■ Source
>> Start

The Punch and Judy Murders (also published under the title The Magic Lantern Murders) is a mystery novel by the American writer John Dickson Carr (1906–1977), who published it under the name of Carter Dickson.  It is a whodunnit and features the series detective Sir Henry Merrivale.

Plot summary
Kenwood Blake, introduced in the previous Sir Henry Merrivale mystery The Unicorn Murders, is about to marry a former British Secret Service operative, Evelyn Cheyne, when he is sidetracked by an urgent telegram from Sir Henry asking him to come to Torquay to play an undercover role under an alias he had used in World War 1, "Robert Butler".

Paul Hogenauer, a German polymath with many skills and interests, has aroused the suspicion of Sir Henry and Colonel Charters, the Chief Constable of the county by his recent interest in ghosts and spiritualism.  Sir Henry and Colonel Charters feel that anti-British espionage may underlie recent events, and they suspect the involvement of a German spy known only as L.

A police officer observing Hogenauer's house reports "the room was dark, but that it seemed to be very full of small, moving darts of light flickering round a thing like a flower-pot turned upside down."  Blake, as Butler, drives Sir Henry's car to Hogenauer's house and is promptly arrested—to his great surprise, Sir Henry and Colonel Charters disavow any knowledge of his actions.

>> End

■ Exercise instructions
Answer these from the text on The Punch and Judy Murders:
(a) Under what name did the author publish the novel?
(b) What alias does Sir Henry ask Kenwood Blake to use in Torquay?
(c) By what name is the suspected German spy known?

■ Collected data
>> Start

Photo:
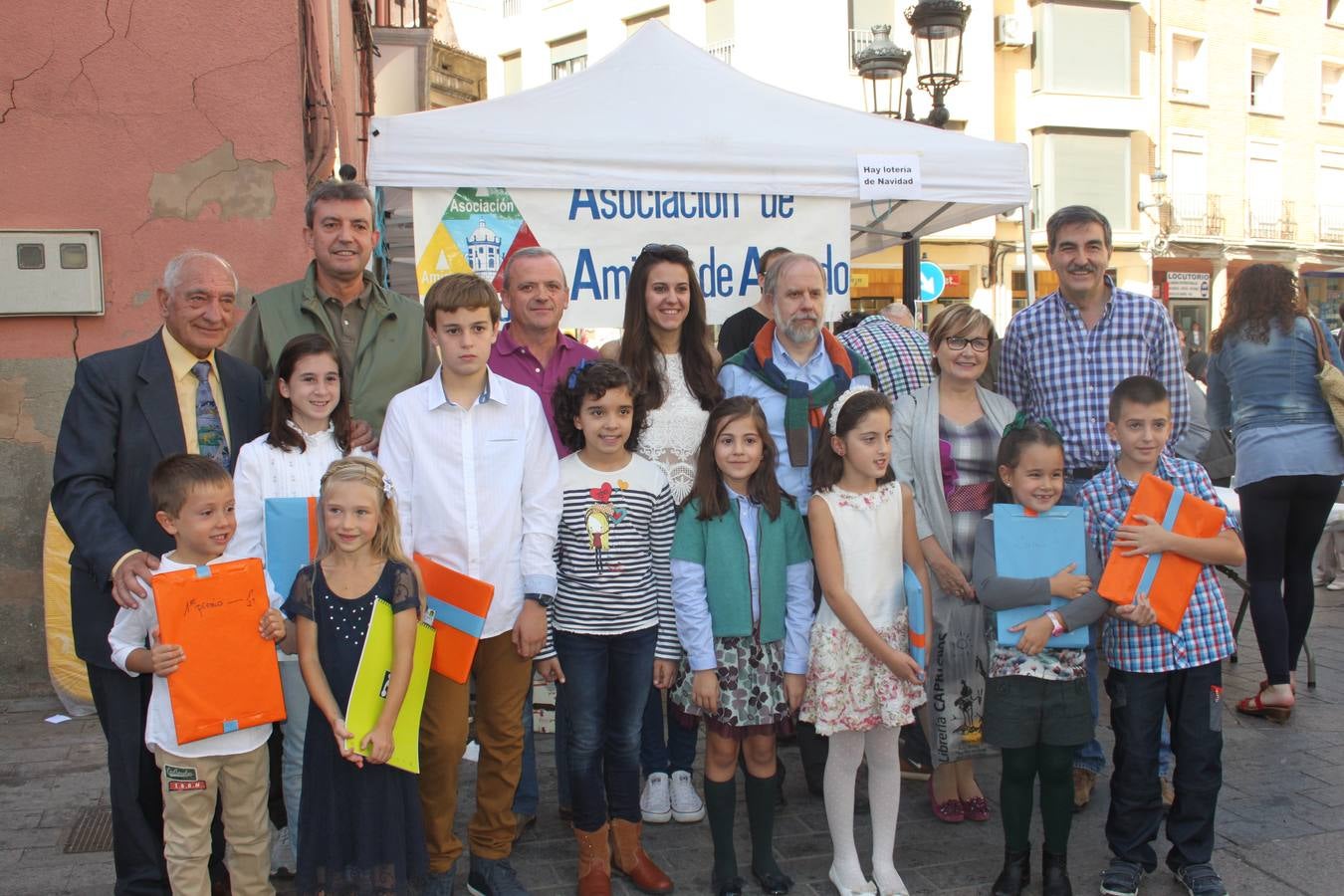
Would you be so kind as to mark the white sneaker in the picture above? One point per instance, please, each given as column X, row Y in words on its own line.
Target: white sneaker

>> End

■ Exercise output
(a) Carter Dickson
(b) "Robert Butler"
(c) L